» DESKRIPSI LATIHAN: Tolong ulangi seluruh entri di bawah ini tanpa mengubah satu karakter pun.
────────
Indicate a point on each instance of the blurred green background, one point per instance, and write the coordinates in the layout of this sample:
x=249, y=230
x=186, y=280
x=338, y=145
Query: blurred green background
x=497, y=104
────────
» JAWABAN LATIHAN:
Indicate a point on each instance of the blurred green background, one point per instance, and write the coordinates in the layout of this sample:
x=249, y=230
x=186, y=280
x=338, y=145
Query: blurred green background
x=497, y=104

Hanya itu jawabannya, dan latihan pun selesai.